The task:
Pick out every line in the items below that contains the word "yellow", and copy each one.

Data for this exercise:
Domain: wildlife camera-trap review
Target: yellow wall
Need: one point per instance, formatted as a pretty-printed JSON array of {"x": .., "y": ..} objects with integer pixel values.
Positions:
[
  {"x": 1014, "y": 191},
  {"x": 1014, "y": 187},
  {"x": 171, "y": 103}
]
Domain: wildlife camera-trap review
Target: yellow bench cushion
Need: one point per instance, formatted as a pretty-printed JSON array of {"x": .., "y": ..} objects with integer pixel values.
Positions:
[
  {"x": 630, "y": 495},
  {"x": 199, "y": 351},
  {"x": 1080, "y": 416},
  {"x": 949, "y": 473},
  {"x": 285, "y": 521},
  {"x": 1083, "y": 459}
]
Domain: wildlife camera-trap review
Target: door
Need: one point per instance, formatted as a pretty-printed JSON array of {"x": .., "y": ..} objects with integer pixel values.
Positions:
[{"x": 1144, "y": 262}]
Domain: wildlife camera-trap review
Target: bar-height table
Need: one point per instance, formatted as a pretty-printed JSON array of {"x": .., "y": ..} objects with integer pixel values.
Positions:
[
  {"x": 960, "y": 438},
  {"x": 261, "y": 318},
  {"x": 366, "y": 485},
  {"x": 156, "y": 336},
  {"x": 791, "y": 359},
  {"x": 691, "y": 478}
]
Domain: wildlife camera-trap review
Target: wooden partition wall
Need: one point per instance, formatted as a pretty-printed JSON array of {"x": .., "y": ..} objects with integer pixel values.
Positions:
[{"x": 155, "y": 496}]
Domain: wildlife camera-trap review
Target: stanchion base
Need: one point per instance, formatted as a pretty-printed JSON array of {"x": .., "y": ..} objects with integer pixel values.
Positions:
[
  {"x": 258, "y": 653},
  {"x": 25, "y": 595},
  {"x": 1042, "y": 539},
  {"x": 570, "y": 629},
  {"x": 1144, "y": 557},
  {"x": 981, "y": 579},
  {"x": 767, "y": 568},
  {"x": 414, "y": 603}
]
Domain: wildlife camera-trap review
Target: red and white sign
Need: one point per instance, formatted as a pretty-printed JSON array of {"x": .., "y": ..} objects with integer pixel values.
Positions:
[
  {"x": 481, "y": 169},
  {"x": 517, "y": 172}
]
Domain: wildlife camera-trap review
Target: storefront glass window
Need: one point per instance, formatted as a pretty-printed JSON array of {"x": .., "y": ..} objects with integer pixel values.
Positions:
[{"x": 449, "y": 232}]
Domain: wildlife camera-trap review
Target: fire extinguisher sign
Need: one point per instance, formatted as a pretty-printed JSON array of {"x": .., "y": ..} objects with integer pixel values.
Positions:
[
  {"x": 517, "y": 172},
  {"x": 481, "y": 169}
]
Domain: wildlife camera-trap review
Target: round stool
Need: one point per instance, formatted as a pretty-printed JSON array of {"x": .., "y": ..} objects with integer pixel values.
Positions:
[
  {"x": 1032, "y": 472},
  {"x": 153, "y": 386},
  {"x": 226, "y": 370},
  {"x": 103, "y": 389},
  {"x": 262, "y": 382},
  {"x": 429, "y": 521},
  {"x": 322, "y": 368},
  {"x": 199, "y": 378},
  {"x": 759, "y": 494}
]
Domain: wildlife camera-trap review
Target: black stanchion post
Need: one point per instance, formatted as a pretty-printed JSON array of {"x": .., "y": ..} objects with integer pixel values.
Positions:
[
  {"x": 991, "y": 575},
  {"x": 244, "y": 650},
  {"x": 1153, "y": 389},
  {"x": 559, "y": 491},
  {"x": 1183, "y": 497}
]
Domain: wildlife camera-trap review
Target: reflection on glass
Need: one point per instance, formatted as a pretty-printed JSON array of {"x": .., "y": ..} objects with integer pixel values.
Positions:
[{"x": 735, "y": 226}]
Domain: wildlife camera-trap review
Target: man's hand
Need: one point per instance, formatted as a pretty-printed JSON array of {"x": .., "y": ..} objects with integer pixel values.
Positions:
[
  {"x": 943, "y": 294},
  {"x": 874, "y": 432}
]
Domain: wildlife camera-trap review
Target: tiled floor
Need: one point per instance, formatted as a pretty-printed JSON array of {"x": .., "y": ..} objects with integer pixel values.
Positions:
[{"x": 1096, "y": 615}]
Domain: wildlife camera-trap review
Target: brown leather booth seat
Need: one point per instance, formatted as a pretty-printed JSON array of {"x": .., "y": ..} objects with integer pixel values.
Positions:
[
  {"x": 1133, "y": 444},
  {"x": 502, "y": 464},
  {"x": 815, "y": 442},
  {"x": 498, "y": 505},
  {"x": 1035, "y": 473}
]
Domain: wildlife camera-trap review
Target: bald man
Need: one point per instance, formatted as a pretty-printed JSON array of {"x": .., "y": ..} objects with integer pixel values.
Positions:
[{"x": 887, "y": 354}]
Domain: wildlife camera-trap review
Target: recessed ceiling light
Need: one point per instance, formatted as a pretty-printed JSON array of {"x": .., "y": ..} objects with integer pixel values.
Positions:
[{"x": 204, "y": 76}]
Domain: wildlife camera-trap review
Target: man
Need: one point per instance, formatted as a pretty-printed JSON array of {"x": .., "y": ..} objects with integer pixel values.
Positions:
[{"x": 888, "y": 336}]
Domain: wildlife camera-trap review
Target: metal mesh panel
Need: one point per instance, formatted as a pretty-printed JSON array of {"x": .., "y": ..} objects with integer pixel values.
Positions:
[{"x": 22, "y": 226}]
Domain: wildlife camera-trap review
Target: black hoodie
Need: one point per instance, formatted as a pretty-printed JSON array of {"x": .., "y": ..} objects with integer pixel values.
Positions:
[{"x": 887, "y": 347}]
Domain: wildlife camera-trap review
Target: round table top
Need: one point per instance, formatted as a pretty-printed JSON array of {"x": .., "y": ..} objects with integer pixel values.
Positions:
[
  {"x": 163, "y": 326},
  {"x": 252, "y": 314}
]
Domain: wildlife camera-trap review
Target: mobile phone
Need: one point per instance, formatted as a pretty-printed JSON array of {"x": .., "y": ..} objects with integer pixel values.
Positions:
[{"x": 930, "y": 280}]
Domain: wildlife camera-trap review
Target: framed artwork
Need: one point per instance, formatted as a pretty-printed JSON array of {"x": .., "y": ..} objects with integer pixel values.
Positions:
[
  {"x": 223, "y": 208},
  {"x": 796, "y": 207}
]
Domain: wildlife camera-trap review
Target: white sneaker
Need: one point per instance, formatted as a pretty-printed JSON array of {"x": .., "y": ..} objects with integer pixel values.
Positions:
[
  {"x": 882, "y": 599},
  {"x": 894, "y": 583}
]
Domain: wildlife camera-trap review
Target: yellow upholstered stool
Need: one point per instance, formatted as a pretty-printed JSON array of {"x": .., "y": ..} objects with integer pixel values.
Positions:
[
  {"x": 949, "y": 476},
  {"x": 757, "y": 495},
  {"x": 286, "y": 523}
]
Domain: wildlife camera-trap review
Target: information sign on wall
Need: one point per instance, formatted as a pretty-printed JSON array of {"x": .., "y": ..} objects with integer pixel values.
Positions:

Task response:
Target: yellow wall
Target: yellow bench cushion
Target: yellow upholstered stool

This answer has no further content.